*PROBLEM A*: Write out the passage from the article on charitable giving in The Villages, starting with "Villagers continue to" and going on through "Villages - Evening.".
*PROBLEM B*: Carry on the article about charitable giving in The Villages from the point where it stops.

*EXCERPT TO READ*:
----
Villagers continue to give in time of need

Club president-elect Gay Ratcliff-Seamens, of the Village of Belle Aire, unloads a bag of donated food from a car during a food drive for the Rotary Club of The Villages - Evening.

Even in the midst of a pandemic, Villagers push forward with new ways to help the community. The Villages has long held a reputation for philanthropic efforts. Giving USA reports that in 2019, charitable giving was up 4.2% nationally. Giving USA is a long-running report researched and written by the Indiana University Lilly Family School of Philanthropy at IUPUI, a public university in Indianapolis. In The Villages, many are working to increase those numbers. With a statewide shutdown to help eliminate the spread of COVID-19, many social and charitable groups sought out ways to fill the growing need. Rick Dunham, chair of Giving USA Foundation, has been monitoring the trends and seeing how they changed in the midst of COVID-19.
----
*PROVIDED MATERIAL*:
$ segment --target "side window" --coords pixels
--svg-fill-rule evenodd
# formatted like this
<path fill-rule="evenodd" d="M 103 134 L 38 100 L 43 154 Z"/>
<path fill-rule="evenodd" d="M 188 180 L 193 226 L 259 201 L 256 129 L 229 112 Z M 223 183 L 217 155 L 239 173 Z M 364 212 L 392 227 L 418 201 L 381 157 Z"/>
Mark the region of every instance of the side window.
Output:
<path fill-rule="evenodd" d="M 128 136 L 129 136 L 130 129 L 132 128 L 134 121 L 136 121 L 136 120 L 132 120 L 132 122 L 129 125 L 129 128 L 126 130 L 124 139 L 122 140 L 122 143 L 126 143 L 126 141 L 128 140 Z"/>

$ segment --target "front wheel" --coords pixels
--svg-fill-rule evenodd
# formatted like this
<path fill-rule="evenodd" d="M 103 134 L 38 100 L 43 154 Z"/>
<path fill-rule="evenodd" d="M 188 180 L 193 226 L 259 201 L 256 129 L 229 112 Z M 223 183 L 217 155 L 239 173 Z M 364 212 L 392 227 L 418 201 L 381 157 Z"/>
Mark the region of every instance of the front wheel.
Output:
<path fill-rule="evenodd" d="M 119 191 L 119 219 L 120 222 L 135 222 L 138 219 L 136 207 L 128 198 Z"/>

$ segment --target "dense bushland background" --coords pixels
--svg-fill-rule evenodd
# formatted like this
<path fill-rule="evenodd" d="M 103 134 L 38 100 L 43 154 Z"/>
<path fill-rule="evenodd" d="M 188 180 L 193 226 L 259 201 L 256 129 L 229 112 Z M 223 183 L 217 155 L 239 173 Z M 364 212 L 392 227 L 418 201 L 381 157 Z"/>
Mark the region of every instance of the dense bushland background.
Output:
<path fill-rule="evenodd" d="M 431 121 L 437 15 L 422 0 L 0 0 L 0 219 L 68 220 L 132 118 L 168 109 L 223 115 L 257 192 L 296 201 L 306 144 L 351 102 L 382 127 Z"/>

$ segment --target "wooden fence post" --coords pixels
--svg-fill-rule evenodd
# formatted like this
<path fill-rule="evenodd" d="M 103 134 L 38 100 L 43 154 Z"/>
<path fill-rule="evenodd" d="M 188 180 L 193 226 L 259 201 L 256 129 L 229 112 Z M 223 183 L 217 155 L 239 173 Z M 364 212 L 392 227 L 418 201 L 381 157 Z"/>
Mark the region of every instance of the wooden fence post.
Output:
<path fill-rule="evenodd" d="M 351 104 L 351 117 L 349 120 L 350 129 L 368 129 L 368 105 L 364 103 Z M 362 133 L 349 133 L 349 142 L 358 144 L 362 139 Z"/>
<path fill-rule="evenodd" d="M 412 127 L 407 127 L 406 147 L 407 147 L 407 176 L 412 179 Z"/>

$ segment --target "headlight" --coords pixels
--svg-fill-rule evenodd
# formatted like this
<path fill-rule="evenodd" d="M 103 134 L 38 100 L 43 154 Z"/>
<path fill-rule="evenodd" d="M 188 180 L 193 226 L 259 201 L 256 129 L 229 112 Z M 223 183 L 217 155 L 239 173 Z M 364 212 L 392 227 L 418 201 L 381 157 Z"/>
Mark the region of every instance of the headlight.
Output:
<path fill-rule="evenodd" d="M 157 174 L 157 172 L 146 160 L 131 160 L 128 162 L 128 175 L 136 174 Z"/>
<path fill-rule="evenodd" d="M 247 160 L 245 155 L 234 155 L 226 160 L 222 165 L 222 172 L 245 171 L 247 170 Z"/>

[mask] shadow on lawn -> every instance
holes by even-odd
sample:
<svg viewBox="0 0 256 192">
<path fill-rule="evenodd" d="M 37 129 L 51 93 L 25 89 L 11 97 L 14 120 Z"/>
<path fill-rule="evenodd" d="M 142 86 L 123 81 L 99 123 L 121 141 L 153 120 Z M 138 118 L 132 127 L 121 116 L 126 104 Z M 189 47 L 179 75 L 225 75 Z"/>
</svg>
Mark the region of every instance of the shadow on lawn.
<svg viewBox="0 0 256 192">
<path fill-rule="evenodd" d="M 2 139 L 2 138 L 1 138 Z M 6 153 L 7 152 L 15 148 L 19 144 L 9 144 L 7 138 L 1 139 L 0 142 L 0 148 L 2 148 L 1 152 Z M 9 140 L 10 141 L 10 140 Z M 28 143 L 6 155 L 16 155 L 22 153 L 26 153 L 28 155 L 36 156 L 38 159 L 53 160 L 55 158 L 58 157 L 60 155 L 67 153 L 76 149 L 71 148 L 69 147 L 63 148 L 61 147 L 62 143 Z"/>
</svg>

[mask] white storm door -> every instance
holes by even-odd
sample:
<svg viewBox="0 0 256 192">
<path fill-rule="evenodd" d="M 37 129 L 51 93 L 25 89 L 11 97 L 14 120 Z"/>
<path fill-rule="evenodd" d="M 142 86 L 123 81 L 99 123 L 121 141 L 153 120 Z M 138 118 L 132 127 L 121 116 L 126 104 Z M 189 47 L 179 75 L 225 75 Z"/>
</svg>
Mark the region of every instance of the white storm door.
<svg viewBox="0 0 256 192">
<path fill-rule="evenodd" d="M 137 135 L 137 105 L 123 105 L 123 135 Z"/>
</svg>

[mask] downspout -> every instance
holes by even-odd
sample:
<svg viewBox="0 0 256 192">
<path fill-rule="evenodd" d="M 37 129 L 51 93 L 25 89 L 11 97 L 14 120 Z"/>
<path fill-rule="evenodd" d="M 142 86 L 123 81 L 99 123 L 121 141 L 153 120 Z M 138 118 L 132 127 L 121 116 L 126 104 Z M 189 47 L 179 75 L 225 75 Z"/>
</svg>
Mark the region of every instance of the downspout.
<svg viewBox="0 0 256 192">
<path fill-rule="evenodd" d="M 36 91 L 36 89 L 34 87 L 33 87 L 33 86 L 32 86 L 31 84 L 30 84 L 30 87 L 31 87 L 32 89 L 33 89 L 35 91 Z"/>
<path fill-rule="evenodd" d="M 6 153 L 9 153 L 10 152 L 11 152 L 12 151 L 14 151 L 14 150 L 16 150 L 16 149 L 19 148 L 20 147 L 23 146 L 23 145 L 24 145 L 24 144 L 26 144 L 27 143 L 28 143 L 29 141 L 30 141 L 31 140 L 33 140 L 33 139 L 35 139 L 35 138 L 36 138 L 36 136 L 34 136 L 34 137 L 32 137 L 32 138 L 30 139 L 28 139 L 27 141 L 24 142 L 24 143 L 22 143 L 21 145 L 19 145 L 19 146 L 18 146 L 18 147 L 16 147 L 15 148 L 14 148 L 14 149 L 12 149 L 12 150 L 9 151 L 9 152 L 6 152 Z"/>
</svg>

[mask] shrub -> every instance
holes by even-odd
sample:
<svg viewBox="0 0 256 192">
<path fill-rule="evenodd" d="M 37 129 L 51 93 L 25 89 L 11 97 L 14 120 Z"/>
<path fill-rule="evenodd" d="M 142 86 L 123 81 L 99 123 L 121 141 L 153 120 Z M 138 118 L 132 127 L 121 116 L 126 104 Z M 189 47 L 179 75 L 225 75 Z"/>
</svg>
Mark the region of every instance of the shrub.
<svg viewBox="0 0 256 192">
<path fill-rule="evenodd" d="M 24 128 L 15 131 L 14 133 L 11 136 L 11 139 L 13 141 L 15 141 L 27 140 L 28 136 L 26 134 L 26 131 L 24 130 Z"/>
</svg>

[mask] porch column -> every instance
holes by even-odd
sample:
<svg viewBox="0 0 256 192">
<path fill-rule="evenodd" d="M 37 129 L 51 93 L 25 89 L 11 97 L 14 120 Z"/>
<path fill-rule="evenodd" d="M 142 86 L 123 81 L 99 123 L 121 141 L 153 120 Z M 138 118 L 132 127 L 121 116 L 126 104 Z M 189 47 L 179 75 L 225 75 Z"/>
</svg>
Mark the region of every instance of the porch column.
----
*ANSWER SECTION A*:
Villagers continue to give in time of need

Club president-elect Gay Ratcliff-Seamens, of the Village of Belle Aire, unloads a bag of donated food from a car during a food drive for the Rotary Club of The Villages - Evening.

*ANSWER SECTION B*:
“Clearly Americans prioritize generosity as a key part of their lives,” Dunham said. “The solid growth of giving in 2019 brought total giving close to the record level set in 2017, meaning the past three years are the three highest years on record. While it’s too soon to tell what that will mean in the uncharted territory of today (with COVID-19), these estimates provide an important baseline for understanding where giving stood before the current crisis.”

Knowing the last few months have been hard, Villages residents have stepped up by hosting food drives, crafting masks or casseroles and making monetary donations.

Food Drives and Donations

When Florida was under the stay at home order, charitable organizations including the Lake-Sumter Lions Club, the Kiwanis Club of Lady Lake and local Rotary Clubs didn’t let the lack of in-person meetings stop them from gathering supplies and forming drives to help.

The Kiwanis Club of Lady Lake started an Adopt A Family service project in mid April. Members partnered with community leaders to identify families directly affected by consequences of COVID-19, including job loss. They were given essential items including groceries and personal hygiene products.

“We worked with school counselors and Sidney Brock, pastor of Heritage Community Church, to help us identify families who needed the most help,” said Village of Calumet Grove resident Cleve Tinsley, former president of the Kiwanis Club of Lady Lake. “After families had been identified and their requests received, members of the club would shop and deliver the items they requested.”

Since the project launched, members have helped more than 60 families, and help a new group of families each week.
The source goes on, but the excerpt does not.